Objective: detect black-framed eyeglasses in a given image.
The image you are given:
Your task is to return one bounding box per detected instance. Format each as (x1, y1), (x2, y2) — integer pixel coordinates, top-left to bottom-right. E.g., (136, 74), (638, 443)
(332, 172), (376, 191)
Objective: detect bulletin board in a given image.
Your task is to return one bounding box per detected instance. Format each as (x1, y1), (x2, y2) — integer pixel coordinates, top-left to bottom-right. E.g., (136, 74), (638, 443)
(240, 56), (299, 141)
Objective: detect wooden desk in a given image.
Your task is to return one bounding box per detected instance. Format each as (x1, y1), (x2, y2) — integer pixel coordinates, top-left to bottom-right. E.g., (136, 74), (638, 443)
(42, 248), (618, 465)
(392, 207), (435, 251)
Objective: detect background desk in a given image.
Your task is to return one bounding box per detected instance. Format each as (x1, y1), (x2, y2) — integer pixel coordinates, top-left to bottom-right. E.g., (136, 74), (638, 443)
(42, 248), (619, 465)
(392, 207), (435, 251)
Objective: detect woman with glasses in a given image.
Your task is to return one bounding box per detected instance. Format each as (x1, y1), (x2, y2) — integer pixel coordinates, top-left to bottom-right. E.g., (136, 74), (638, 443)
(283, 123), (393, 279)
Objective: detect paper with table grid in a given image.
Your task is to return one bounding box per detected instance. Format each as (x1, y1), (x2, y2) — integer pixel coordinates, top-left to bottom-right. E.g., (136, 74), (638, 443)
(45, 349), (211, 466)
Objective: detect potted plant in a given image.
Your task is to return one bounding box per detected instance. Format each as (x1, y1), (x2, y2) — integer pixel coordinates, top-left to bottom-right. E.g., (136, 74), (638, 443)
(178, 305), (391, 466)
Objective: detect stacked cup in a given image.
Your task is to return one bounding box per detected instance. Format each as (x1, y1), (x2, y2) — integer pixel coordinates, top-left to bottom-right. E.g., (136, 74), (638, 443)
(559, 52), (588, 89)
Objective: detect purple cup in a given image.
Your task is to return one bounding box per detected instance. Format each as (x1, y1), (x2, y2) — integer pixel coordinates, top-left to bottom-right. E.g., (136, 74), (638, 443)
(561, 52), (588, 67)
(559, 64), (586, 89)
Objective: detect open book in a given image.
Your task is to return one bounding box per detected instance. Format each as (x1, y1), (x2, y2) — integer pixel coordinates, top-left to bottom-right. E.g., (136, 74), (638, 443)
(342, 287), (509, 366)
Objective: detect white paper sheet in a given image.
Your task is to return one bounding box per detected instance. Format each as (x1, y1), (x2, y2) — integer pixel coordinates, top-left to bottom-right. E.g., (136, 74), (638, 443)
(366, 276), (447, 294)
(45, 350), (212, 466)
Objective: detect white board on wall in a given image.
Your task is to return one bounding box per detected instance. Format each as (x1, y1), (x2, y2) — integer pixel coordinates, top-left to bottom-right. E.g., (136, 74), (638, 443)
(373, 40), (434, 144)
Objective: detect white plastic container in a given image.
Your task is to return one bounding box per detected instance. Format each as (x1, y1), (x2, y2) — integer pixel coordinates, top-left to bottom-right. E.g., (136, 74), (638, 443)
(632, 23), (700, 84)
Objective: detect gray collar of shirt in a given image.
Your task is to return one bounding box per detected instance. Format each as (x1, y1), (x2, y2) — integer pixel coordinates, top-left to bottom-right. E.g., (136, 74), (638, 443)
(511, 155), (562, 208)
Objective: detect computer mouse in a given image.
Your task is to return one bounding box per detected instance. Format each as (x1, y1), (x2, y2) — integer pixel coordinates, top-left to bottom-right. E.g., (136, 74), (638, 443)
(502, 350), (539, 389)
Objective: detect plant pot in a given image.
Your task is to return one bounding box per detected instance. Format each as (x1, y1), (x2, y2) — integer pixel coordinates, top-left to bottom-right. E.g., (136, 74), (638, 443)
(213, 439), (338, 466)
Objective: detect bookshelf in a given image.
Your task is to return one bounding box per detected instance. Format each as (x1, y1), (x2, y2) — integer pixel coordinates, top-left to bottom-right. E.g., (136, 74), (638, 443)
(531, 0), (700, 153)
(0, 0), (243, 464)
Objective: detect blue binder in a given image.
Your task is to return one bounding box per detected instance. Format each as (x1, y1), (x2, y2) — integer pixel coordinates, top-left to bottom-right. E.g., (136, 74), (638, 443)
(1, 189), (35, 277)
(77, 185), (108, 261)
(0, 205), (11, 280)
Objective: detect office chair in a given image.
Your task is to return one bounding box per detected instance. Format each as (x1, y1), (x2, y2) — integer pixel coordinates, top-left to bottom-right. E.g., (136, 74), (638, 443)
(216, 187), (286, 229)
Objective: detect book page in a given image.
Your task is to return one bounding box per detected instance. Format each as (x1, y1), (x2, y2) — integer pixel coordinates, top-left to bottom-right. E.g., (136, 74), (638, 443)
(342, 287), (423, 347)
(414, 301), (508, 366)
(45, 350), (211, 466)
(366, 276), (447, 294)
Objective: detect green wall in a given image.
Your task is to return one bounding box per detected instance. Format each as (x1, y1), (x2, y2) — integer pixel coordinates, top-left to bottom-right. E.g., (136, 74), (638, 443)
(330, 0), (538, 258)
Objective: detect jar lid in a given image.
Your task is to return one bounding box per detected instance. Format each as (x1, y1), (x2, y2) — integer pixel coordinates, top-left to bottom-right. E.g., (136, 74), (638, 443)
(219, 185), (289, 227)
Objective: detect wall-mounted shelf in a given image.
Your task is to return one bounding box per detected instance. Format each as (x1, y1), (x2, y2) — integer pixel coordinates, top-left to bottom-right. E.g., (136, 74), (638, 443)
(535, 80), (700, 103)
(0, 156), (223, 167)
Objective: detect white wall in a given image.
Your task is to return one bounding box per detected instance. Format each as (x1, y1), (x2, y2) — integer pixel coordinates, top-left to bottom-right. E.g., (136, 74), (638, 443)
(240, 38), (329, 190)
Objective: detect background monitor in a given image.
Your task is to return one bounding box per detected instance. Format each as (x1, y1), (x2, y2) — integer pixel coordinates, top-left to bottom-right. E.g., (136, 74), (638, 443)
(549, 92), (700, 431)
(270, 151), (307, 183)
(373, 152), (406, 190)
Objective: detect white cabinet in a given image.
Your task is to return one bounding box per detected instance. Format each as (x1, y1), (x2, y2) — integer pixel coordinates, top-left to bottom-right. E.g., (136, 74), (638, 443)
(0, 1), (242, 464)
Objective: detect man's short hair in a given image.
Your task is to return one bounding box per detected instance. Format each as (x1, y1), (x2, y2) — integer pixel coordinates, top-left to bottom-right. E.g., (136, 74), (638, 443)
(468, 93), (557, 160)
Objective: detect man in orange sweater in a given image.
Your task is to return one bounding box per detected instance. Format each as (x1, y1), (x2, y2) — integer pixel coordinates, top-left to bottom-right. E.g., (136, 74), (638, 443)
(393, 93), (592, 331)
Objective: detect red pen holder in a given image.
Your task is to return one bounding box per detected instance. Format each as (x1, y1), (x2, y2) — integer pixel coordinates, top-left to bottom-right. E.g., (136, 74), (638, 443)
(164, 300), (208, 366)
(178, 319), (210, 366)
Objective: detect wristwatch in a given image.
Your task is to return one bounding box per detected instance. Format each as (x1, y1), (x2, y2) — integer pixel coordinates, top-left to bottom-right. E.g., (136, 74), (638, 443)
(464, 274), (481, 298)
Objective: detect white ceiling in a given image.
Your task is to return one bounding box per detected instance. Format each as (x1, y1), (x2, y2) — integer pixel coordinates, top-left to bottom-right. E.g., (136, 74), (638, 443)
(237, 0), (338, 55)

● ● ● ● ● ● ●

What is required:
Type out the material above once more, exactly.

Answer for the task:
Objective: detect black-framed eyeglasses in a given image.
The image you are given:
Your task is to return one bounding box per detected instance. Format each as (x1, y1), (x2, y2) — integer pixel coordinates, top-left to bottom-right. E.g., (136, 74), (638, 443)
(332, 172), (376, 191)
Objective: detect bulletin board in a given image.
Your task is to return one bounding box per detected instance. Format each as (x1, y1), (x2, y2) — integer pixel coordinates, top-left to bottom-right. E.g., (136, 74), (638, 443)
(240, 56), (299, 141)
Objective: detect wooden desk in a given image.
Your task is to return one bounding box per detected instance. Format each as (x1, y1), (x2, y2) — integer pixel coordinates, top-left to bottom-right. E.g., (136, 74), (638, 443)
(42, 248), (618, 465)
(392, 207), (435, 251)
Objective: detect background desk in a given image.
Your task is to return one bounding box per detected instance. Format each as (x1, y1), (x2, y2) — integer pixel coordinates, top-left to bottom-right. E.g., (136, 74), (638, 443)
(42, 248), (619, 465)
(392, 207), (435, 251)
Objective: detect woman with glasses in a given image.
Your task is to return one bounding box per detected instance. Format each as (x1, y1), (x2, y2) — integer pixel coordinates, top-left to bottom-right. E.g., (136, 74), (638, 443)
(283, 123), (393, 279)
Objective: detect paper with table grid in a given image.
Your task is to return one bounding box per detected instance. Format each as (x1, y1), (x2, y2) — integer pixel coordinates, top-left to bottom-right. E.g., (136, 74), (638, 443)
(45, 349), (211, 466)
Objective: detect potted plant in a given image.
Your task is to return one bounding box per detected instance. Format each as (x1, y1), (x2, y2) — integer pixel coordinates, top-left to bottom-right. E.g., (136, 74), (638, 443)
(178, 305), (391, 466)
Objective: detect stacked cup in a given image.
Your task is to return one bounding box per detected instance. Format each as (x1, y1), (x2, y2) — integer pixel coordinates, top-left to bottom-right. E.g., (136, 74), (638, 443)
(559, 52), (588, 89)
Objective: detect purple cup in a given image.
Your task is to return one bounding box per detected instance. Format each as (x1, y1), (x2, y2) — integer pixel coordinates, top-left to bottom-right. E.g., (136, 74), (638, 443)
(561, 52), (588, 67)
(559, 64), (586, 89)
Objective: detect open book in a given image.
Your task is to return one bounding box per detected instance. Format each as (x1, y1), (x2, y2) — integer pixel coordinates, top-left to bottom-right. E.g., (136, 74), (638, 443)
(342, 287), (509, 366)
Objective: detect white paper sheet in a given image.
Your task is to return one bounding box per detected instance. Format each as (x1, y1), (x2, y2) — integer pixel coordinates, top-left to bottom-right. E.g., (136, 74), (638, 443)
(366, 276), (447, 294)
(45, 350), (212, 466)
Objective: detect white board on wall in a given image.
Your task is to return one bounding box per detected instance. Format each as (x1, y1), (x2, y2) — integer pixel coordinates, top-left to bottom-right. E.g., (136, 74), (638, 443)
(373, 40), (434, 144)
Objective: detect white plastic container in a given image.
Your task is to return one bounding box per detected instance. Format each as (x1, y1), (x2, y2) — integer pixel coordinates, top-left to bottom-right. E.g., (136, 74), (638, 443)
(632, 23), (700, 84)
Objective: detect gray collar of shirt in a given image.
Your task is to return one bounding box per detected instance. Format each as (x1, y1), (x2, y2) — integer pixel coordinates, top-left to bottom-right. E.g., (136, 74), (638, 443)
(511, 155), (562, 208)
Objective: detect computer mouse in a given image.
Your task is to return one bounding box per detected instance. Format each as (x1, y1), (x2, y2) — integer pixel coordinates, top-left to bottom-right. E.g., (136, 74), (638, 443)
(502, 350), (539, 389)
Objective: detect plant pot in a given image.
Your task is to return one bounding box per detected instance. Format each as (x1, y1), (x2, y2) — integer pixel coordinates, top-left to bottom-right. E.g., (136, 74), (638, 443)
(213, 439), (338, 466)
Objective: detect bookshelf in a given image.
Your task is to return one bounding box per detected instance. Format each as (x1, y1), (x2, y2) — integer pixel coordinates, top-left to bottom-right. E.g., (136, 74), (638, 443)
(531, 0), (700, 153)
(0, 0), (243, 464)
Objective: detect blue binder in a given image.
Your task is to return one bounding box per detected instance. Format each as (x1, y1), (x2, y2) — integer pixel coordinates, top-left to bottom-right. E.g., (136, 74), (638, 443)
(1, 189), (35, 277)
(77, 185), (108, 261)
(0, 205), (11, 280)
Objective: detect office chair in a given image.
Your task is to return one bounding box per detected instance. Format each as (x1, y1), (x2, y2) — integer pixel coordinates, top-left to bottom-right. E.g., (136, 74), (638, 443)
(216, 187), (286, 229)
Objective: detect book page in a given image.
Your task is to return one bounding box per detected instance. Format each as (x1, y1), (x2, y2) — integer pixel coordinates, top-left to bottom-right. E.g., (136, 74), (638, 443)
(342, 287), (423, 347)
(414, 301), (508, 366)
(45, 350), (211, 466)
(366, 276), (447, 294)
Objective: detect green wall in a given image.
Your task is to return one bounding box per detected instance. Format each as (x1, y1), (x2, y2) — integer pixel coordinates, top-left to bottom-right. E.g., (136, 74), (638, 443)
(330, 0), (538, 258)
Objective: detect jar lid in a given image.
Your task is to return one bounding box per detected instance. Format each as (x1, y1), (x2, y2) — integer pixel coordinates, top-left to bottom-right. E.g., (136, 74), (638, 443)
(219, 185), (289, 227)
Objective: detect wall-mounted shelf in a given image.
Your task is to return one bounding box per detected instance. Format each as (x1, y1), (x2, y2) — integer pixel coordinates, top-left to bottom-right. E.g., (136, 74), (638, 443)
(535, 80), (700, 103)
(0, 156), (223, 167)
Objective: detect white wall in a given image.
Your task is to return one bounding box per detected instance. Format each as (x1, y1), (x2, y2) — integer pixel coordinates, top-left to bottom-right. E.g., (136, 74), (638, 443)
(240, 38), (329, 190)
Objective: detect background monitor in a given image.
Your task is to return one bounding box per detected instance. Format each as (x1, y1), (x2, y2) — integer pixel coordinates, top-left to bottom-right. E.g., (136, 74), (638, 443)
(549, 92), (700, 431)
(270, 151), (307, 183)
(373, 152), (406, 190)
Objective: detect white cabinet in a given image.
Your task is to return one bounding box per detected instance. Format each as (x1, y1), (x2, y2) — integer pixel coordinates, top-left to bottom-right. E.g., (136, 74), (638, 443)
(0, 1), (242, 464)
Objective: detect man's short hair in a given image.
Your task is to return one bounding box per detected instance. Format each as (x1, y1), (x2, y2) — integer pixel coordinates, top-left to bottom-right. E.g., (136, 74), (638, 443)
(468, 93), (557, 160)
Objective: detect man in orange sweater in a given image.
Your task is to return one bounding box per detected instance. Format each as (x1, y1), (x2, y2) — integer pixel coordinates, top-left to bottom-right. E.g., (136, 74), (638, 443)
(393, 93), (592, 331)
Objective: detect red pen holder in a given image.
Your task is to return one bounding box per detected instance. Format each as (x1, y1), (x2, y2) — integer pixel coordinates, top-left to bottom-right. E.g., (136, 74), (638, 443)
(164, 300), (208, 366)
(178, 319), (210, 366)
Objective: detect wristwatch in a given image.
Your task is to return one bounding box per detected instance. Format each as (x1, y1), (x2, y2) — integer pixel coordinates, top-left to bottom-right. E.g., (136, 74), (638, 443)
(464, 274), (481, 298)
Objective: detect white ceiling in a given image.
Your task is to return one bounding box per detected instance. Format each as (x1, y1), (x2, y2) — integer pixel coordinates, top-left to bottom-right. E.g., (136, 74), (638, 443)
(237, 0), (338, 55)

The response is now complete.